**Written request:** Please return every line of the material below that contains the string "bowl", copying each such line in full.

**Entries provided:**

+ + +

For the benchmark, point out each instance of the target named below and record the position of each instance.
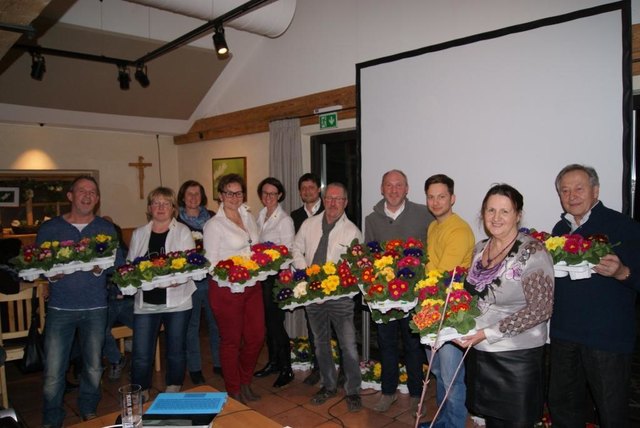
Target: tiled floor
(288, 406)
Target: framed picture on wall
(224, 166)
(9, 196)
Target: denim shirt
(79, 290)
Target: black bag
(33, 359)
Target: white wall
(35, 147)
(328, 38)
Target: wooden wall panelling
(256, 119)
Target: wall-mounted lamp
(123, 77)
(141, 75)
(219, 42)
(38, 66)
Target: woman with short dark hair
(275, 226)
(512, 273)
(193, 212)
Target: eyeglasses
(233, 194)
(334, 199)
(158, 204)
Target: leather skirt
(506, 385)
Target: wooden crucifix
(140, 165)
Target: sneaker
(414, 401)
(354, 403)
(116, 369)
(323, 395)
(386, 400)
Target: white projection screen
(510, 106)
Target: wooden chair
(122, 332)
(18, 321)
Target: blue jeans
(61, 328)
(445, 363)
(390, 356)
(576, 368)
(145, 333)
(120, 311)
(339, 314)
(200, 299)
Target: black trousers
(277, 338)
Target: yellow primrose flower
(329, 268)
(555, 242)
(377, 371)
(382, 262)
(387, 273)
(65, 253)
(455, 286)
(178, 263)
(300, 290)
(330, 284)
(313, 270)
(144, 265)
(432, 302)
(273, 254)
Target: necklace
(492, 259)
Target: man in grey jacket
(395, 217)
(324, 238)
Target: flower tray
(446, 334)
(239, 288)
(575, 272)
(165, 281)
(402, 389)
(385, 306)
(67, 268)
(318, 300)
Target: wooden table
(234, 415)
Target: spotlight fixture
(141, 75)
(219, 42)
(123, 77)
(38, 66)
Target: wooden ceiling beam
(256, 119)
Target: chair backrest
(16, 321)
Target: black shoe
(197, 378)
(248, 394)
(70, 386)
(270, 368)
(312, 378)
(341, 379)
(323, 395)
(285, 377)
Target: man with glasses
(309, 188)
(395, 217)
(77, 304)
(324, 238)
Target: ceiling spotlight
(38, 66)
(123, 77)
(141, 75)
(219, 42)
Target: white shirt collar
(394, 215)
(315, 208)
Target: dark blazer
(300, 215)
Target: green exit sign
(329, 120)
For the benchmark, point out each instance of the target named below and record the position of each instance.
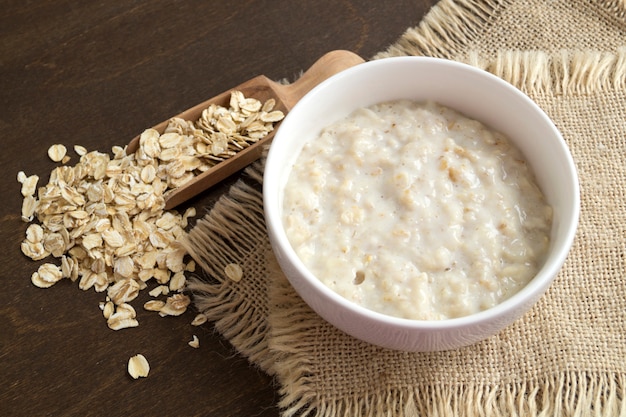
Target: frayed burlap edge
(234, 231)
(451, 25)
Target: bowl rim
(526, 295)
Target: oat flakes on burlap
(567, 355)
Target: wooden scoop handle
(328, 65)
(289, 94)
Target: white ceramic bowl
(478, 95)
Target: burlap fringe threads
(573, 394)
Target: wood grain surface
(96, 74)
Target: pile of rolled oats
(104, 218)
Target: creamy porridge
(413, 210)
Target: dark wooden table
(96, 74)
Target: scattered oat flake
(199, 320)
(104, 218)
(57, 152)
(80, 150)
(138, 366)
(195, 343)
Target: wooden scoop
(261, 88)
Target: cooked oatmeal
(415, 211)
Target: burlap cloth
(567, 356)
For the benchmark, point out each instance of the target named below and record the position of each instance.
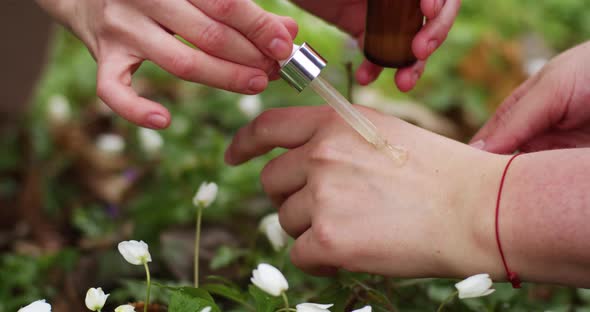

+ + +

**Exercise result:**
Target: bowl rim
Target: white ceramic bowl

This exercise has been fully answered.